### TEXT EXTRACT
## Start

Here’s something you don’t know about me: I once had a boyfriend who was a preacher for the Christian Reformed Church. I thought I was in love with him. I thought I wanted to marry him. But what I didn’t understand, was that he didn’t love me. At least not in the Christian way, that is. And to me, love without the light of Christ is not love at all. It’s just lust. What an oxymoron it is to be in love with a man who considers himself a servant of God, but is unable to do so in a Christ-like way.
Let me explain. When it came down to it, he told me that he couldn’t marry me (even though he said he loved me) because I was a Mormon (LDS), and Mormons are not Christian. As a “messenger of God,” that would just be wrong. I was devastated. It was tough for me, because I even though I never used the word liberal, I did tell him how I struggled with members of my own faith because of our different ways of thinking. And he told me that he loved me because I was so different in the way that I understood God: not like the hypocrites who talked the talk and couldn’t walk the walk. But I was so nervous about losing him because I was a Mormon, I never could come right out and tell him that I was a liberal. Honestly, I hadn’t come out of that political closet yet.

## End

[Named object pointing data]
## Start

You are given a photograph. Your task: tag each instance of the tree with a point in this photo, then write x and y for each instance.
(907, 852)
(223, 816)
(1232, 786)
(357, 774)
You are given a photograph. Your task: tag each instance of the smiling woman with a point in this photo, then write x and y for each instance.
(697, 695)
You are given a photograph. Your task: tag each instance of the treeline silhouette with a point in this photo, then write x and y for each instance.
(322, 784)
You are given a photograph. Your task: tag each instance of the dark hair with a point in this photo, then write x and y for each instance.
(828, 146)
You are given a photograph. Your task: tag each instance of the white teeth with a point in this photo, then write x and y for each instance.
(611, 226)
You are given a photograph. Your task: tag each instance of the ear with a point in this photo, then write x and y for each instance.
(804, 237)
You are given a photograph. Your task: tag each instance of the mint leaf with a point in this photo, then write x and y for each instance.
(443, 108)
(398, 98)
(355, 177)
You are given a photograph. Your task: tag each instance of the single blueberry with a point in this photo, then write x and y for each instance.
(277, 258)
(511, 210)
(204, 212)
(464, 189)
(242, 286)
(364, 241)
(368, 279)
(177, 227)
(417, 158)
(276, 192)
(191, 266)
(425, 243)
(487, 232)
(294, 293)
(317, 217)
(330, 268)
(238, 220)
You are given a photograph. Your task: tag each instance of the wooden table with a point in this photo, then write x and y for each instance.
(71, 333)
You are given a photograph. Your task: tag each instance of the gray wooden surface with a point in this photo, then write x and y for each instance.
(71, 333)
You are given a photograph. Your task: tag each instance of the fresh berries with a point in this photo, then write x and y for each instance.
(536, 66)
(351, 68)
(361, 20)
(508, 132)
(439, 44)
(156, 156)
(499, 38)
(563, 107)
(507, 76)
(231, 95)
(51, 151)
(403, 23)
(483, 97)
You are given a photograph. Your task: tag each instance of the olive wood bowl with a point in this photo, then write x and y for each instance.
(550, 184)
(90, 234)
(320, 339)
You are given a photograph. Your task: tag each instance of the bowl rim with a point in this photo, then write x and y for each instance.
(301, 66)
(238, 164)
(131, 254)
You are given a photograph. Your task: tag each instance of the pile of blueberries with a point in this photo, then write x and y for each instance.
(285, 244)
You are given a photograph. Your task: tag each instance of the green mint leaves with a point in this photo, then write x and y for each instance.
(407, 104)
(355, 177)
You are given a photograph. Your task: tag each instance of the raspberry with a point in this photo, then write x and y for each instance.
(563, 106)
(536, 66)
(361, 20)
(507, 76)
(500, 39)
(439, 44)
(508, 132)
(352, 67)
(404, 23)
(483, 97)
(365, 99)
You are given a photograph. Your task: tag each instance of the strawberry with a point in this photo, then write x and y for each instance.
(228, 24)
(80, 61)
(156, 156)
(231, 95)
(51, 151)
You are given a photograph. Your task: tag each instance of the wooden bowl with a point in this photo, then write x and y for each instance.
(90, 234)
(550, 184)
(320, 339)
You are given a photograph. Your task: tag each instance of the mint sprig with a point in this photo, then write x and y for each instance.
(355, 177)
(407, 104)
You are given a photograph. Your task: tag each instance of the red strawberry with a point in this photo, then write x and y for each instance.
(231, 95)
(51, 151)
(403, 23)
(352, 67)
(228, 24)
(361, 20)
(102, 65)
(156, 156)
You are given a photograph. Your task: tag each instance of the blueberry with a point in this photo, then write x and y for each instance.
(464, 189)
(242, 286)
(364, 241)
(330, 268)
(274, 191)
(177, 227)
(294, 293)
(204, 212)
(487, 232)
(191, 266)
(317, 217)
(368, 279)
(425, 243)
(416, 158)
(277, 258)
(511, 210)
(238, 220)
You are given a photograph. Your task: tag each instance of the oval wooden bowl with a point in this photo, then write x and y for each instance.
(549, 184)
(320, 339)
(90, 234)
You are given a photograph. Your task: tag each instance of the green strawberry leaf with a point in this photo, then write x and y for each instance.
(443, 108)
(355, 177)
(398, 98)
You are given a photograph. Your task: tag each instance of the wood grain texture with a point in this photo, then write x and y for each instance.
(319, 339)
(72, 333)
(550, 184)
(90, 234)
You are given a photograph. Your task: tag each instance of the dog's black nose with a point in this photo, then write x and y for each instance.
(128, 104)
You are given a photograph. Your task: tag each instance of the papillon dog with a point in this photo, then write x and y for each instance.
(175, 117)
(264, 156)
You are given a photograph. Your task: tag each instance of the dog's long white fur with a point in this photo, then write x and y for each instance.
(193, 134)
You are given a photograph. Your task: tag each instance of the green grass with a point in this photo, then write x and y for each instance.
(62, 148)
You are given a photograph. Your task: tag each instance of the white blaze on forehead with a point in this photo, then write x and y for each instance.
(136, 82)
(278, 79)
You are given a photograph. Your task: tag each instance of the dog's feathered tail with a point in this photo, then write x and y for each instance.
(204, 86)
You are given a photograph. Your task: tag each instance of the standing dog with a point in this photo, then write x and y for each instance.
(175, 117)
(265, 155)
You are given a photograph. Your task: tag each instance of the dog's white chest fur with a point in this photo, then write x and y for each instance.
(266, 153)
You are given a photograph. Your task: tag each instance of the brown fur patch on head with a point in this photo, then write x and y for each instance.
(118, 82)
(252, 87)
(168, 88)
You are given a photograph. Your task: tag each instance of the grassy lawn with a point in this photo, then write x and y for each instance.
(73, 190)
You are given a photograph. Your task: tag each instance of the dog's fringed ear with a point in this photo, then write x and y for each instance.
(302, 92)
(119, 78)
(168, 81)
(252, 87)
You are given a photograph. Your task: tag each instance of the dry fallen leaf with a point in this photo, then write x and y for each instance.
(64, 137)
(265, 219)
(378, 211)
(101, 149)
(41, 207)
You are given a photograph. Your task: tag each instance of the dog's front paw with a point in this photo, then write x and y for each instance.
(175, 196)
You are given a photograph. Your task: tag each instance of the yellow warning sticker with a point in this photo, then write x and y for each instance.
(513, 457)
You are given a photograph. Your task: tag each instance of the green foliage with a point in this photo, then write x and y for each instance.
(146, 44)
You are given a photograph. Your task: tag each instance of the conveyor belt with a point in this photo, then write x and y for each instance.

## End

### EXERCISE SET
- A) Repeat the passage of the essay about the preacher boyfriend between "Let me explain." and "political closet yet.", inclusive.
- B) In the essay about the preacher boyfriend, which church was the boyfriend a preacher for?

### SOLUTION LIST
- A)
Let me explain. When it came down to it, he told me that he couldn’t marry me (even though he said he loved me) because I was a Mormon (LDS), and Mormons are not Christian. As a “messenger of God,” that would just be wrong. I was devastated. It was tough for me, because I even though I never used the word liberal, I did tell him how I struggled with members of my own faith because of our different ways of thinking. And he told me that he loved me because I was so different in the way that I understood God: not like the hypocrites who talked the talk and couldn’t walk the walk. But I was so nervous about losing him because I was a Mormon, I never could come right out and tell him that I was a liberal. Honestly, I hadn’t come out of that political closet yet.

- B) The Christian Reformed Church.